## Selected passage
Content starts

Interdisciplinary Collaboration
This project is an interdisciplinary approach to combine anthropological, cartographic and oceanographic science to understand how coastal change has an anthropocentric impact on the Cape. This type of synergistic scholarship is what is needed to create innovative solutions that not only address how to withstand global climatic changes but also how to change the environmentally compromising choices we as a global community are making, while helping us reprioritize our value systems to embrace new patterns of sustainable consumption. In a recent lecture, “Integrating Cultural, Linguistic and Biological Diversity” by Dr. Eleanor Sterling, she touched upon the immediacy with which we need to deconstruct the barriers that confine our individual disciplines to work cooperatively to come up with comprehensive responses to global warming that come out of culturally informed scientific analysis. She concluded her talk with this quote by Roland Barth from “Jeunes Chercheurs”:
Interdisciplinary work, so much discussed these days, is not about confronting already constituted disciplines (none of which, in fact, is willing to let it go). To do something interdisciplinary it’s not enough to choose a “subject” (theme) and gather around it two or three sciences. Interdisciplinary consists in creating a new object that belongs to no one.

Content ends

## Prompt 1
Answer these from the passage on interdisciplinary collaboration:
(a) Which three kinds of science does the project bring together?
(b) What was the title of Dr. Eleanor Sterling's lecture?
(c) According to the quote that closes the passage, what does interdisciplinary work consist in?
## Prompt 2
Carry on the passage on interdisciplinary collaboration, picking up right after the quote that ends it.

## Recorded data

Content starts

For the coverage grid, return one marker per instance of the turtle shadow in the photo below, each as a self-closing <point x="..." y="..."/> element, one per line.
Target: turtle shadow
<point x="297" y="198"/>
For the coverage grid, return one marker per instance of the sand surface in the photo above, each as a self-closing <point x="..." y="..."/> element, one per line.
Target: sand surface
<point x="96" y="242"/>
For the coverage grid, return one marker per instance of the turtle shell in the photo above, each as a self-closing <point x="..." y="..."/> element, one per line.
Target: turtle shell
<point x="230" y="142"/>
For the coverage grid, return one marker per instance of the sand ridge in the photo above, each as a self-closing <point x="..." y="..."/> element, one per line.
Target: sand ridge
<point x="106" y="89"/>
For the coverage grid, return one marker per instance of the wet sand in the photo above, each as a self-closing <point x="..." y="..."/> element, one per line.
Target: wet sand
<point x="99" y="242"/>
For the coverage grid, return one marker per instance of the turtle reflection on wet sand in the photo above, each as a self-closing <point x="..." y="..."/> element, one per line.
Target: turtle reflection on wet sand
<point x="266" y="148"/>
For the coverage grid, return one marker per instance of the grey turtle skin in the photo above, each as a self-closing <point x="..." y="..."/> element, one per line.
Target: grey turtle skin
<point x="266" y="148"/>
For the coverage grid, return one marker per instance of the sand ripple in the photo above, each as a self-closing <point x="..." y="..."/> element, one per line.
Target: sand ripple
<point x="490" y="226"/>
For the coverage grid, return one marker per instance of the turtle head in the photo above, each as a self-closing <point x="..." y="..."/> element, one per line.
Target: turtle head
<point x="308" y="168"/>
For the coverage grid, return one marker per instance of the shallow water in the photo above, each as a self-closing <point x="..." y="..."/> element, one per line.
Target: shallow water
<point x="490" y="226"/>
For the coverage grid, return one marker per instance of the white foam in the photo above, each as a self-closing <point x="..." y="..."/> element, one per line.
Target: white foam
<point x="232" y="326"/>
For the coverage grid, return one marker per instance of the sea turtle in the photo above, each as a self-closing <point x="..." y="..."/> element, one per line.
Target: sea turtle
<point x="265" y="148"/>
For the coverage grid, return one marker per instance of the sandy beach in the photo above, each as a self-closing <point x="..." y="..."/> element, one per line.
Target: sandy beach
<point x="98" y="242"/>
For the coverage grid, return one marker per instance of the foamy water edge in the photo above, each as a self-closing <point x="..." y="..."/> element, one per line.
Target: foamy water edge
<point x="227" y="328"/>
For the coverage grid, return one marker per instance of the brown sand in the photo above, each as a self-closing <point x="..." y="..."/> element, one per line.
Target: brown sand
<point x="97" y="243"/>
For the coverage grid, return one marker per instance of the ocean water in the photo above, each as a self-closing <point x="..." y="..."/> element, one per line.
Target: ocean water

Content ends

## Task response 1
(a) Anthropological, cartographic and oceanographic science.
(b) "Integrating Cultural, Linguistic and Biological Diversity."
(c) Creating a new object that belongs to no one.

## Task response 2
Just as interdisciplinary collaboration is needed between disciplines, similar partnership is necessary between coastal communities. In a world where more than 70% of the population lives on coastal plains, the Cape is just one community amongst many that will experience calamitous problems if we do not collectively reverse the factors that are causing sea level rise and global warming. Albeit a growing international concern, sea level rise seems to exist currently in the realm of scientists and policy makers and rarely includes input from local stakeholders like residents. As evidenced by this project, seeking local knowledge is essential to gain a comprehensive chronicled understanding of the interaction between a coastal community and its interactions with the ocean, which can inform site specific solutions. A more anthropological understanding of how individual communities can respond to global warming is essential and necessary to facilitate a greater sharing of cross-cultural information regarding different approaches, research and techniques that might be applicable in other locations. As more evidence is released all the time that global warming is more severe then we had previously imagined or calculated, this type of cross-discipline and cross-cultural collaboration can help catalyze the imminent action that is required to counter global warming.